STATED EXERCISE 1: In the listing, reproduce the stretch from the line containing "Ground frying pan." through the line containing "177;26;280;61", substituting "whole numbers" for "integers" and leaving everything else unchanged.

DOCUMENT SECTION:
Abstract:
A system for reducing CFAR loss due to sea clutter is disclosed. The system includes a first channel tuned for CFAR gain in a spatially correlated background and a second channel tuned for low CFAR loss in spatially uncorrelated backgrounds. Each of the channels employs a distribution free CFAR using rank ordered statistics to establish a constant false alarm rate. The output of each channel is fused by a hit correlation function and the stream of combined hits is processed by a target centroiding function.

Description:
[0001]     This application claims priority on U.S. Provisional Patent Application Ser. No. 60/627,652 filed Nov. 12, 2004 the disclosures of which are incorporated herein by reference. 
     
    
     FIELD OF THE INVENTION  
       [0002]     The present invention is directed to improvements in radar and in particular improvements in reducing CFAR loss due to sea clutter.  
       BACKGROUND OF THE INVENTION  
       [0003]     Radar backscatter from an ocean surface is commonly referred to as sea clutter. Any radar backscatter not due to the scattering from an ocean surface can be considered a potential target. The amplitude statistics of clutter have been modeled by Rayleigh, log-normal, contaminated-normal, Weibull, log-Weibull and K-distributions. Maritime surveillance radar relies on non-coherent processing techniques and the amplitude statistics of the sea clutter backscatter determines radar sensitivity and false alarm performance.  
         [0004]     In one type of surveillance radar system designed to detect low radar cross section targets such as periscopes or small watercraft against a background of sea clutter, high range resolution is applied to minimize sea clutter competing with the target. The scan rate is chosen to be sufficiently high to provide multiple observations while the target is present. The system sensitivity is set to provide a high probability of detecting small targets of interest while accepting a high likelihood of also detecting tens of thousands of false plot detections per radar scan from noise and sea clutter. The false plot detections are filtered out over the observation time using integration along-a-path techniques such as retrospective track-before-detect processing that are capable of operating in a high false activity rate environment without incurring miss-association errors that are typically encountered in Track-While-Scan systems. The retrospective track-before-detect process maintains a history of scan level detections over the observation time and integrates along prior velocity trajectories searching for persistent returns that are indicative of a real target. The plots from sea clutter and noise will have little correlation in their position from scan to scan, being “noise like” and will have a low probability of integrating up and passing the retrospective process. The end result is a track picture that is sufficiently clean of false and clutter tracks that it can be readily understood.

STATED EXERCISE 2:
Answer these questions about the patent text on sea clutter:
(a) For what is the first channel of the system tuned?
(b) On what date was the provisional patent application filed?
(c) What is radar backscatter from an ocean surface commonly called?

DATA FOR THE TASK:

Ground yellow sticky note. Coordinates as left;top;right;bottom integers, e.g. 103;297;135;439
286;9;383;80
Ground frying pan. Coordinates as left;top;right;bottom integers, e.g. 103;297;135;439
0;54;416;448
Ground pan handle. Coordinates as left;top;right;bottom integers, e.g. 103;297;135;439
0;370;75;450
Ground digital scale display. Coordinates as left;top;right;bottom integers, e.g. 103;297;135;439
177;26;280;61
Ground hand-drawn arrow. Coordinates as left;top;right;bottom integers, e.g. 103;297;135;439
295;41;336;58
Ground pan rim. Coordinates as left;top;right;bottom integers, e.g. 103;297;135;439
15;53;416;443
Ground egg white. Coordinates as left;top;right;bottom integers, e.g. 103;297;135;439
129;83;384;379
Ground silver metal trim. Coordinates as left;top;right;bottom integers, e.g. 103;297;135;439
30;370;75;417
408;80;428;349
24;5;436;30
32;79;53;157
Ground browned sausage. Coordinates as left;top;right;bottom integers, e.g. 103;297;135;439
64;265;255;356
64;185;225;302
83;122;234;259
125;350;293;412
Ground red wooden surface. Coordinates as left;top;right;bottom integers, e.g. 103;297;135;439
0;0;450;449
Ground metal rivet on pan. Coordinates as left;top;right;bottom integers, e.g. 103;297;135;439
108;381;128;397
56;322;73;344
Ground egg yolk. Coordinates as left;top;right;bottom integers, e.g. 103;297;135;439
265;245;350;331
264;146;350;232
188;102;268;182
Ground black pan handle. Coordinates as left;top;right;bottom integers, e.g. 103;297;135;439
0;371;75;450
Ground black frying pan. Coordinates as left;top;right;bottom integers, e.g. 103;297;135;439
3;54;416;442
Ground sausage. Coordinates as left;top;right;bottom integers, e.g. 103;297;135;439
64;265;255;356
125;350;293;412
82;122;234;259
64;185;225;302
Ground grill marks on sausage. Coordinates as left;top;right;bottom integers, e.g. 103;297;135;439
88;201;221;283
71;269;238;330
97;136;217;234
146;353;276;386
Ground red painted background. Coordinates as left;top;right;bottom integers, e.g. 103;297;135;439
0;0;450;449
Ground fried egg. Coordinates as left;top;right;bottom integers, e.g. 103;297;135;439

REPLY 1:
Ground frying pan. Coordinates as left;top;right;bottom whole numbers, e.g. 103;297;135;439
0;54;416;448
Ground pan handle. Coordinates as left;top;right;bottom whole numbers, e.g. 103;297;135;439
0;370;75;450
Ground digital scale display. Coordinates as left;top;right;bottom whole numbers, e.g. 103;297;135;439
177;26;280;61

REPLY 2:
(a) CFAR gain in a spatially correlated background
(b) Nov. 12, 2004
(c) Sea clutter